**What you are asked to do**
Transcribe the data that follows precisely, omitting nothing.

[Collected data]
──────

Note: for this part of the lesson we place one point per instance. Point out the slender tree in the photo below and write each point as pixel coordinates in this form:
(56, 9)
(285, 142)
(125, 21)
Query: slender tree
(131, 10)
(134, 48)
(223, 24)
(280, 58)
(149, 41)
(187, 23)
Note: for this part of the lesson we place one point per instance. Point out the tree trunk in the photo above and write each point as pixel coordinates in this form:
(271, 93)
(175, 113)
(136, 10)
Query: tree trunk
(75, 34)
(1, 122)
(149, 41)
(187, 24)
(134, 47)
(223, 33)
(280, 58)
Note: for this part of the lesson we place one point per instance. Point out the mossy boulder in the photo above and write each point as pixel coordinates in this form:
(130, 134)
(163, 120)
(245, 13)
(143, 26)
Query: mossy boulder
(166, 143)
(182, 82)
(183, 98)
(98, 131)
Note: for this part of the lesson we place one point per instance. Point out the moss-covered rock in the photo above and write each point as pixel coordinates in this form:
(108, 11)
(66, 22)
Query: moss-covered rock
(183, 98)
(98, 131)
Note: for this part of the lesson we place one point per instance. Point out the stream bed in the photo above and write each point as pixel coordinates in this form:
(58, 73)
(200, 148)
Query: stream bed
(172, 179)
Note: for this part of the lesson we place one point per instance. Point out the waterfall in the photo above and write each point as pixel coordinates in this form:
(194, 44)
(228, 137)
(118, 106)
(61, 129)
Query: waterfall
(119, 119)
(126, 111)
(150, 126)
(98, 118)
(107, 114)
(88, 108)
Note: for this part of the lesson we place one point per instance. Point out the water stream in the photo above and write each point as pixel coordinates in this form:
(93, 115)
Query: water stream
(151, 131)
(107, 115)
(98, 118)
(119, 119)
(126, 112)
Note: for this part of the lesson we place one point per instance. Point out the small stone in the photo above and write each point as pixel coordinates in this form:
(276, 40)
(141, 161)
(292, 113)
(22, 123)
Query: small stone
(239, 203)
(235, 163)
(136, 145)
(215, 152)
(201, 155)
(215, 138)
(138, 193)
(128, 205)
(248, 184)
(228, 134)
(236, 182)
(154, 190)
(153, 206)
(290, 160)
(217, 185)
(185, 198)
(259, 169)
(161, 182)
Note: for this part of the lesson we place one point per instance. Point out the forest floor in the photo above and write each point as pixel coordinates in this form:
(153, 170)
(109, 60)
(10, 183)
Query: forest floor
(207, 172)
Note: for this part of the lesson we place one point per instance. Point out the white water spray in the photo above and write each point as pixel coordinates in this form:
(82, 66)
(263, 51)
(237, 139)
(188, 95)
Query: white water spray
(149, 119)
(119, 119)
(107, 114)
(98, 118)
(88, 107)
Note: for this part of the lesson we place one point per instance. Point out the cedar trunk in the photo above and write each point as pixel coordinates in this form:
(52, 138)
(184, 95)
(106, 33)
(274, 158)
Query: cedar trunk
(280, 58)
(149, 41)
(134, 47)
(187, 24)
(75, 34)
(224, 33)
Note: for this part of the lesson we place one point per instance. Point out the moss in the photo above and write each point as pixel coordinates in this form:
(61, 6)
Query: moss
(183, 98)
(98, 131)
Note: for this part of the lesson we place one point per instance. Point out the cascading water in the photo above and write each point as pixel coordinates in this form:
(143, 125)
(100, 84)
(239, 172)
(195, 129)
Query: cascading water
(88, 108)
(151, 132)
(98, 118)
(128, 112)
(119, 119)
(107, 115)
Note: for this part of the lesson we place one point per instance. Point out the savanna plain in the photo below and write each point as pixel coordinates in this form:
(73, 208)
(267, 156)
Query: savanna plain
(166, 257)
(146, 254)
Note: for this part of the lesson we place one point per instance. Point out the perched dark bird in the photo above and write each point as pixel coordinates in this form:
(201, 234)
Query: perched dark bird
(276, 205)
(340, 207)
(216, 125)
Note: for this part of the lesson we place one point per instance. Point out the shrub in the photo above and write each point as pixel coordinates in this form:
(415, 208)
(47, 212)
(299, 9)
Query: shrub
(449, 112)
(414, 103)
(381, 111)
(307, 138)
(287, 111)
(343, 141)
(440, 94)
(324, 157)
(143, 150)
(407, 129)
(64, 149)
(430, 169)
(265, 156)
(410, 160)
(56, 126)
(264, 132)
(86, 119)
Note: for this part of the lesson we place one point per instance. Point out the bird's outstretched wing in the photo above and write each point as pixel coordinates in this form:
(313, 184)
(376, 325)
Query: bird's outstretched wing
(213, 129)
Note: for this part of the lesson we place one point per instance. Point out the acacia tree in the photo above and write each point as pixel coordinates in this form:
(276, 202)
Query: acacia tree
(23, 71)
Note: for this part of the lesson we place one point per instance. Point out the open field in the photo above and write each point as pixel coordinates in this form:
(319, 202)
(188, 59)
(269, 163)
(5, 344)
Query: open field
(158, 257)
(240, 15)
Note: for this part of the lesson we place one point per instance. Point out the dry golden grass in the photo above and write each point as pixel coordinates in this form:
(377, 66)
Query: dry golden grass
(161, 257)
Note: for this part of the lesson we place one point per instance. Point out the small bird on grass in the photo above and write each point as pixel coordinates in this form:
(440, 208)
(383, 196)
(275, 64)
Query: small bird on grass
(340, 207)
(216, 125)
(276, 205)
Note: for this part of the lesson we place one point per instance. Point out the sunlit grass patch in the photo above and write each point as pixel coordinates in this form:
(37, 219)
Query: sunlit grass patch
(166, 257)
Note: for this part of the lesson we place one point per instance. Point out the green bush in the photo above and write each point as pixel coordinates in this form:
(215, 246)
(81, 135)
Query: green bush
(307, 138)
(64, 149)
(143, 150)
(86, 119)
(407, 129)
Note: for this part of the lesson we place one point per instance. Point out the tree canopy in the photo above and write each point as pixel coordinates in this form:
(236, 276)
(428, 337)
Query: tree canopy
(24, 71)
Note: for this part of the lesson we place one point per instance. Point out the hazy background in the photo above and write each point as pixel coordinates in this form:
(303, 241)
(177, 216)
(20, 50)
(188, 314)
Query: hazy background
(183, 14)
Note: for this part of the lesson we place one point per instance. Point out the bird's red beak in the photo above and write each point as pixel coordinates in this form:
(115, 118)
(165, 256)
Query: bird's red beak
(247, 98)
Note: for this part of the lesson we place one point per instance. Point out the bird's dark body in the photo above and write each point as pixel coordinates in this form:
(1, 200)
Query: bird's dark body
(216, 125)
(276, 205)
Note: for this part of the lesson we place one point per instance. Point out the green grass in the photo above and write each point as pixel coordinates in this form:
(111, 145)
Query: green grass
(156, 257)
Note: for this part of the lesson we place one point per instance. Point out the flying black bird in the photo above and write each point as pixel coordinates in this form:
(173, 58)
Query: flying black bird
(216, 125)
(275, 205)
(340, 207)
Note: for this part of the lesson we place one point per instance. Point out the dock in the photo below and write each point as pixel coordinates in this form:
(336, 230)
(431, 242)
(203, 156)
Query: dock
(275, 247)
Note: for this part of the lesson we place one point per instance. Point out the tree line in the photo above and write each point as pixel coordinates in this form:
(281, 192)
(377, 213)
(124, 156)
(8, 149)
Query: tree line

──────

**Solution for this problem**
Note: for this part of the lesson we place one point per instance. Point out the slender tree in the photo below and write each point as pixel coordinates in this form:
(56, 9)
(285, 142)
(125, 21)
Query: slender tree
(131, 10)
(134, 48)
(223, 24)
(280, 58)
(149, 41)
(187, 23)
Note: for this part of the lesson we place one point per instance. Point out the tree trunk in the photo above and write each point as pixel coordinates in this form:
(271, 93)
(175, 113)
(136, 10)
Query: tree trunk
(75, 34)
(1, 122)
(149, 41)
(187, 24)
(134, 47)
(223, 33)
(280, 58)
Note: for this part of the lesson we place one point per instance. Point out the mossy boulder in the photo above and write each point as pixel coordinates in this form:
(130, 134)
(163, 120)
(245, 13)
(143, 26)
Query: mossy boulder
(166, 143)
(182, 82)
(183, 98)
(98, 131)
Note: for this part of the lesson we place one point per instance. Point out the moss-covered rock in the photo above and write each point as pixel coordinates in this form:
(108, 11)
(66, 22)
Query: moss-covered rock
(183, 98)
(98, 131)
Note: for this part of the lesson we place one point per instance. Point out the stream bed in the photo above and write each point as pixel coordinates in this form:
(58, 73)
(200, 148)
Query: stream bed
(172, 179)
Note: for this part of the lesson we place one point per instance. Point out the waterfall in the photo above and write each point as pixel coordinates in this form:
(194, 44)
(228, 137)
(118, 106)
(61, 129)
Query: waterfall
(119, 119)
(126, 111)
(150, 126)
(98, 118)
(107, 114)
(88, 108)
Note: for this part of the lesson we place one point per instance. Point out the water stream in the photo above and write each point as pixel coordinates in this form:
(93, 115)
Query: water stream
(151, 131)
(107, 115)
(98, 118)
(119, 119)
(126, 112)
Note: for this part of the lesson we place one point per instance. Point out the small stone in the photo above and write each point as pixel coordinates in this form:
(276, 40)
(141, 161)
(292, 113)
(22, 123)
Query: small stone
(239, 203)
(235, 163)
(136, 145)
(215, 152)
(201, 155)
(215, 138)
(138, 193)
(128, 205)
(248, 184)
(228, 134)
(236, 182)
(154, 190)
(153, 206)
(290, 160)
(217, 185)
(185, 198)
(259, 169)
(161, 182)
Note: for this part of the lesson we place one point per instance. Point out the forest floor in the photo above and write each point as pixel coordinates in this form:
(153, 170)
(109, 60)
(10, 183)
Query: forest floor
(207, 172)
Note: for this part of the lesson we place one point per instance. Point out the white water spray in the photo above and write each point as pixel coordinates in this form:
(82, 66)
(263, 51)
(237, 139)
(188, 95)
Query: white water spray
(149, 119)
(119, 119)
(107, 114)
(98, 118)
(88, 107)
Note: for this part of the lesson we place one point per instance. Point out the cedar trunk in the photo above and write each point as pixel coordinates in this form:
(52, 138)
(184, 95)
(106, 33)
(274, 158)
Query: cedar trunk
(280, 58)
(149, 41)
(134, 47)
(187, 24)
(75, 34)
(224, 33)
Note: for this part of the lesson we place one point per instance. Point out the moss in the photo above and write each point as pixel coordinates in this form:
(61, 6)
Query: moss
(183, 98)
(98, 131)
Note: for this part of the lesson we place one point per instance. Point out the cascading water in the photo above and write each point as pixel coordinates in this form:
(143, 125)
(100, 84)
(239, 172)
(195, 129)
Query: cascading water
(88, 108)
(151, 132)
(98, 118)
(128, 112)
(119, 119)
(107, 115)
Note: for this part of the lesson we place one point per instance. Point out the savanna plain in the photo below and write each point as pixel coordinates in this form:
(73, 208)
(267, 156)
Query: savanna plain
(166, 257)
(146, 254)
Note: for this part of the lesson we place one point per instance. Point out the perched dark bird in the photo above and write each point as pixel coordinates in this form:
(201, 234)
Query: perched dark bird
(276, 205)
(340, 207)
(216, 125)
Note: for this part of the lesson we place one point per instance. Point out the shrub in the photo above and write each point as pixel coordinates in this form:
(415, 208)
(47, 212)
(299, 9)
Query: shrub
(449, 112)
(414, 103)
(381, 111)
(307, 138)
(287, 111)
(343, 141)
(440, 94)
(324, 157)
(143, 150)
(407, 129)
(64, 149)
(430, 169)
(265, 156)
(410, 160)
(56, 126)
(264, 132)
(86, 119)
Note: for this part of the lesson we place one point per instance. Point out the bird's outstretched wing in the photo above and write each point as pixel coordinates in this form:
(313, 184)
(376, 325)
Query: bird's outstretched wing
(213, 129)
Note: for this part of the lesson we place one point per instance. Point out the acacia tree in the photo above and write each point as pixel coordinates in this form:
(276, 202)
Query: acacia tree
(23, 71)
Note: for this part of the lesson we place one point per instance. Point out the open field in the photo above and write each point as pixel coordinates in this form:
(319, 202)
(188, 59)
(269, 163)
(5, 344)
Query: open field
(158, 257)
(240, 15)
Note: for this part of the lesson we place one point per instance. Point out the dry golden grass in the photo above and write each point as pixel coordinates in this form:
(377, 66)
Query: dry golden grass
(161, 257)
Note: for this part of the lesson we place one point per instance. Point out the small bird on grass in the photo above and write each point as pixel coordinates in this form:
(440, 208)
(383, 196)
(275, 64)
Query: small bird on grass
(340, 207)
(216, 125)
(276, 205)
Note: for this part of the lesson we place one point per instance. Point out the sunlit grass patch in the photo above and write each point as pixel coordinates in this form:
(37, 219)
Query: sunlit grass patch
(166, 257)
Note: for this part of the lesson we place one point per instance. Point out the green bush in the photo above and write each point as pixel coordinates in this form:
(215, 246)
(81, 135)
Query: green bush
(307, 138)
(64, 149)
(143, 150)
(86, 119)
(407, 129)
Note: for this part of the lesson we place one point per instance. Point out the tree canopy in the photo above and write each point as pixel coordinates in this form:
(236, 276)
(428, 337)
Query: tree canopy
(24, 71)
Note: for this part of the lesson we place one point per instance. Point out the hazy background in the photo above and write each point as pixel coordinates in this form:
(303, 241)
(177, 216)
(20, 50)
(188, 314)
Query: hazy background
(183, 14)
Note: for this part of the lesson we place one point per instance. Point out the bird's red beak in the photo above and write each point as pixel coordinates in this form:
(115, 118)
(165, 256)
Query: bird's red beak
(247, 98)
Note: for this part of the lesson we place one point per instance. Point out the bird's dark body in the photo above and write each point as pixel coordinates in this form:
(1, 200)
Query: bird's dark body
(216, 125)
(276, 205)
Note: for this part of the lesson we place one point per instance. Point out the green grass in the photo above and write each point as pixel coordinates in this form:
(111, 145)
Query: green grass
(156, 257)
Note: for this part of the lesson we place one point per instance. Point out the flying black bird in the photo above and write each point as pixel coordinates in this form:
(173, 58)
Query: flying black bird
(216, 125)
(275, 205)
(340, 207)
Note: for this part of the lesson we place one point per instance. Point out the dock in the photo below and write each point as pixel coordinates in this form:
(336, 230)
(431, 242)
(203, 156)
Query: dock
(275, 247)
Note: for this part of the lesson we place one point per instance. Point out the tree line in the photo above and write each point as pixel coordinates in this form:
(281, 192)
(377, 213)
(124, 156)
(8, 149)
Query: tree line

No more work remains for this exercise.